**YOUR INSTRUCTIONS:**
Below is a listing. Output every line of it exactly.

**GIVEN INFORMATION:**
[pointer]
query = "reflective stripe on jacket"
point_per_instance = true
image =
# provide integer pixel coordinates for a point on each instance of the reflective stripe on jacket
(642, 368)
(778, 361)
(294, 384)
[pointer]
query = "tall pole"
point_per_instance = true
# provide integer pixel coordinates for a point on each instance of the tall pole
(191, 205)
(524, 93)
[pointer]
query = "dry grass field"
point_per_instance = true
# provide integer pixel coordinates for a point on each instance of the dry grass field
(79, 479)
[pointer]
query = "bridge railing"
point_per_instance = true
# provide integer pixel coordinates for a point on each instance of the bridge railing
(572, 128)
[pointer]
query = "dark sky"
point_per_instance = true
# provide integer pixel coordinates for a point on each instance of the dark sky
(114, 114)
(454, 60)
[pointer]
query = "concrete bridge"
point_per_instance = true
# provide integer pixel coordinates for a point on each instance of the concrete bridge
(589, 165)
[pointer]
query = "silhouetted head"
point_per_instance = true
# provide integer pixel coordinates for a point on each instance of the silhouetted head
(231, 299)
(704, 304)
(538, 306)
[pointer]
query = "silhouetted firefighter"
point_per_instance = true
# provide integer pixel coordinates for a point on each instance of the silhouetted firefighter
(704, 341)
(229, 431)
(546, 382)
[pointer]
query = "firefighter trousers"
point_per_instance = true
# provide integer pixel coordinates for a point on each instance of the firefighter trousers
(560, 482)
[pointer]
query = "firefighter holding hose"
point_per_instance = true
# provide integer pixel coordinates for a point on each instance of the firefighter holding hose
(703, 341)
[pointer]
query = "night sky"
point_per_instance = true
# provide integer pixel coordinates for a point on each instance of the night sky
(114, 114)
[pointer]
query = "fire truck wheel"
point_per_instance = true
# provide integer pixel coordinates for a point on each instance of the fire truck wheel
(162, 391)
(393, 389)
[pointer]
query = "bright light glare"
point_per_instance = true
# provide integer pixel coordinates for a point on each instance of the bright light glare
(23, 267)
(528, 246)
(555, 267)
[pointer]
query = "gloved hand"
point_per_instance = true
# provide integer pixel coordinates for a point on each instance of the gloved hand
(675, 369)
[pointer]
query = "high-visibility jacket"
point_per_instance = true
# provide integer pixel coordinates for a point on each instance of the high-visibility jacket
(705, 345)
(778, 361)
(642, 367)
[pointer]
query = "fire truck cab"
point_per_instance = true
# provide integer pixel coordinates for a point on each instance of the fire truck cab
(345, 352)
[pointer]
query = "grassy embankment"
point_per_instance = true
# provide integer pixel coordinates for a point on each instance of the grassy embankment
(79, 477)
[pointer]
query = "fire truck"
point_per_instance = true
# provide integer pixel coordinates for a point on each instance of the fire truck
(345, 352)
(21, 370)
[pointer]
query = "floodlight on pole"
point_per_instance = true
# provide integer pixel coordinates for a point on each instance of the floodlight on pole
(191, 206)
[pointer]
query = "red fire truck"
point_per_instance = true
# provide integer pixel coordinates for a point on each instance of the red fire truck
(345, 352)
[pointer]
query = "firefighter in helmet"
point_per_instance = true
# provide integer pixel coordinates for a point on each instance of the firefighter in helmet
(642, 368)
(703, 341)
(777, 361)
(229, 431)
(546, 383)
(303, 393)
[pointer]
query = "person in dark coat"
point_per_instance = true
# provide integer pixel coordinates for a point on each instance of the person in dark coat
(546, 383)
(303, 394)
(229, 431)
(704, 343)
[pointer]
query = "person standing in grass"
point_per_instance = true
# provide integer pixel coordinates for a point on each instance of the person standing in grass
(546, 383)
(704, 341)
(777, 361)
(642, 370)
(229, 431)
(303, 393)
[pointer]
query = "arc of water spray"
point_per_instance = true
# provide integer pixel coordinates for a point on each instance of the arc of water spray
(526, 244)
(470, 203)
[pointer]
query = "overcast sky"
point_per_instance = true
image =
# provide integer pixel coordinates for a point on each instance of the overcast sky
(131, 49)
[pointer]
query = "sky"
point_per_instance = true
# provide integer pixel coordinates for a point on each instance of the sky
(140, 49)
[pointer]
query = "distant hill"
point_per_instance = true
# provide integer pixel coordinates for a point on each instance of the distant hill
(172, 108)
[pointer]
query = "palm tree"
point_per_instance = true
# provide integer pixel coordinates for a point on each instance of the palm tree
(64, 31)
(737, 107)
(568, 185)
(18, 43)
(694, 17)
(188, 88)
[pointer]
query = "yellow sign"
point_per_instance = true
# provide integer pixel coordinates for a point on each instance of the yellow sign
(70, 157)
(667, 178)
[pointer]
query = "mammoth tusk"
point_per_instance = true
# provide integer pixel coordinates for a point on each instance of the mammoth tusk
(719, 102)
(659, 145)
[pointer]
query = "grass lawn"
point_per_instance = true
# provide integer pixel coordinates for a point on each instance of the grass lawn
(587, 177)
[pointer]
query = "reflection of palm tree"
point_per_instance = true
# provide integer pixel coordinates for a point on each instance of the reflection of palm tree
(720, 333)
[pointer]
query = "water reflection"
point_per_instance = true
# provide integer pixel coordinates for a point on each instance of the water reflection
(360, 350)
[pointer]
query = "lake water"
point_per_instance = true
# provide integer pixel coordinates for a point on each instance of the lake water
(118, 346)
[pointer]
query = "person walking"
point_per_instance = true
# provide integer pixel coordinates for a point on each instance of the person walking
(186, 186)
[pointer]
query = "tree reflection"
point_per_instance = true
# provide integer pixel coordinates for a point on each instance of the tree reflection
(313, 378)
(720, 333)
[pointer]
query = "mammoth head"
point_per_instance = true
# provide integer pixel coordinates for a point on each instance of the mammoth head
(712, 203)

**TASK OUTPUT:**
[pointer]
query = "reflective stripe on jacket"
point_per_instance = true
image =
# provide integer pixel coordinates for a point on each instance of the reflective stripe on jacket
(642, 368)
(778, 361)
(294, 384)
[pointer]
query = "tall pole"
point_per_instance = true
# provide integer pixel coordinates for a point on each instance of the tall pole
(191, 205)
(524, 93)
[pointer]
query = "dry grass field"
point_per_instance = true
# provide integer pixel coordinates for a point on each instance of the dry grass field
(79, 479)
[pointer]
query = "bridge railing"
point_per_instance = true
# provide integer pixel coordinates for a point on each instance of the bridge railing
(572, 128)
[pointer]
query = "dark sky"
point_per_instance = true
# provide integer pixel coordinates for a point on each instance of the dark sky
(114, 114)
(454, 60)
[pointer]
query = "concrete bridge"
point_per_instance = true
# provide integer pixel coordinates for a point on each instance of the concrete bridge
(589, 165)
[pointer]
query = "silhouetted head"
point_per_instance = true
# provide integer pixel coordinates for a point on each instance of the silhouetted head
(231, 299)
(704, 304)
(538, 306)
[pointer]
query = "silhouetted firefighter"
point_per_instance = true
# provide integer pixel coordinates for a point on each instance of the silhouetted firefighter
(704, 341)
(229, 431)
(546, 382)
[pointer]
query = "firefighter trousers"
point_per_instance = true
# provide integer pixel coordinates for a point on each instance of the firefighter trousers
(560, 482)
[pointer]
query = "firefighter holding hose"
point_per_instance = true
# provide integer pixel coordinates for a point on each instance of the firefighter holding hose
(703, 341)
[pointer]
query = "night sky"
point_per_instance = true
# provide integer pixel coordinates for a point on each instance of the night sky
(114, 114)
[pointer]
query = "fire truck wheel"
point_per_instance = true
# provide integer pixel coordinates for a point on each instance of the fire truck wheel
(162, 391)
(393, 389)
[pointer]
query = "bright light glare"
point_per_instance = true
# provide integer pixel coordinates for a point on each instance of the bright light glare
(23, 267)
(528, 246)
(555, 267)
[pointer]
query = "gloved hand"
point_per_instance = true
# provide integer pixel coordinates for a point on each instance of the gloved hand
(675, 369)
[pointer]
query = "high-visibility jacket"
point_per_instance = true
# provide integer pixel coordinates for a point on each instance of the high-visibility jacket
(705, 345)
(778, 361)
(642, 367)
[pointer]
query = "fire truck cab"
point_per_instance = true
# provide integer pixel coordinates for a point on each instance of the fire truck cab
(345, 352)
[pointer]
query = "grassy embankment"
point_per_instance = true
# provide integer pixel coordinates for a point on each instance of the grassy embankment
(79, 477)
[pointer]
query = "fire truck"
point_per_instance = true
# provide integer pixel coordinates for a point on each instance of the fire truck
(345, 352)
(21, 370)
[pointer]
query = "floodlight on pole"
point_per_instance = true
# provide integer pixel coordinates for a point on each instance of the floodlight on pole
(191, 206)
[pointer]
query = "red fire truck"
point_per_instance = true
# provide integer pixel coordinates for a point on each instance of the red fire truck
(345, 352)
[pointer]
query = "firefighter in helmet"
point_per_instance = true
# provide integer pixel coordinates for a point on each instance of the firefighter in helmet
(642, 368)
(703, 341)
(777, 361)
(229, 431)
(546, 383)
(303, 393)
[pointer]
query = "person in dark coat"
point_per_instance = true
# provide integer pixel coordinates for a point on each instance of the person in dark coat
(546, 383)
(303, 394)
(229, 431)
(704, 343)
[pointer]
query = "person standing in grass"
point_per_instance = true
# provide integer pixel coordinates for a point on each instance of the person standing in grass
(546, 383)
(704, 341)
(777, 361)
(642, 370)
(229, 431)
(303, 393)
[pointer]
query = "arc of water spray"
point_per_instance = true
# provide integer pixel coordinates for a point on each instance of the arc of water spray
(526, 244)
(470, 203)
[pointer]
query = "overcast sky"
point_per_instance = true
image =
# provide integer pixel coordinates for a point on each instance of the overcast sky
(131, 49)
[pointer]
query = "sky"
point_per_instance = true
# provide integer pixel coordinates for a point on each instance of the sky
(140, 49)
[pointer]
query = "distant hill"
point_per_instance = true
# provide integer pixel coordinates for a point on each instance of the distant hill
(172, 108)
[pointer]
query = "palm tree"
point_per_instance = true
# provide integer pixel coordinates for a point on each instance of the palm tree
(64, 31)
(737, 107)
(568, 185)
(18, 43)
(694, 17)
(188, 88)
[pointer]
query = "yellow sign"
point_per_instance = true
# provide integer pixel coordinates for a point on each instance of the yellow sign
(70, 157)
(667, 178)
[pointer]
query = "mammoth tusk"
point_per_instance = true
# provide integer pixel coordinates for a point on each instance of the mammoth tusk
(719, 102)
(659, 145)
[pointer]
query = "grass lawn"
point_per_instance = true
# provide integer pixel coordinates for a point on each instance of the grass lawn
(587, 177)
[pointer]
query = "reflection of palm tree"
point_per_instance = true
# provide integer pixel coordinates for a point on each instance of the reflection of palm tree
(720, 333)
[pointer]
query = "water reflection"
point_per_instance = true
# provide integer pixel coordinates for a point on each instance of the water reflection
(360, 350)
[pointer]
query = "lake water"
point_per_instance = true
# provide integer pixel coordinates for a point on each instance of the lake water
(118, 346)
[pointer]
query = "person walking"
point_per_instance = true
# provide integer pixel coordinates for a point on each instance of the person walking
(186, 186)
[pointer]
query = "tree reflection"
point_per_instance = true
# provide integer pixel coordinates for a point on each instance of the tree reflection
(313, 378)
(720, 333)
[pointer]
query = "mammoth head"
point_per_instance = true
# provide integer pixel coordinates for a point on each instance of the mammoth head
(712, 203)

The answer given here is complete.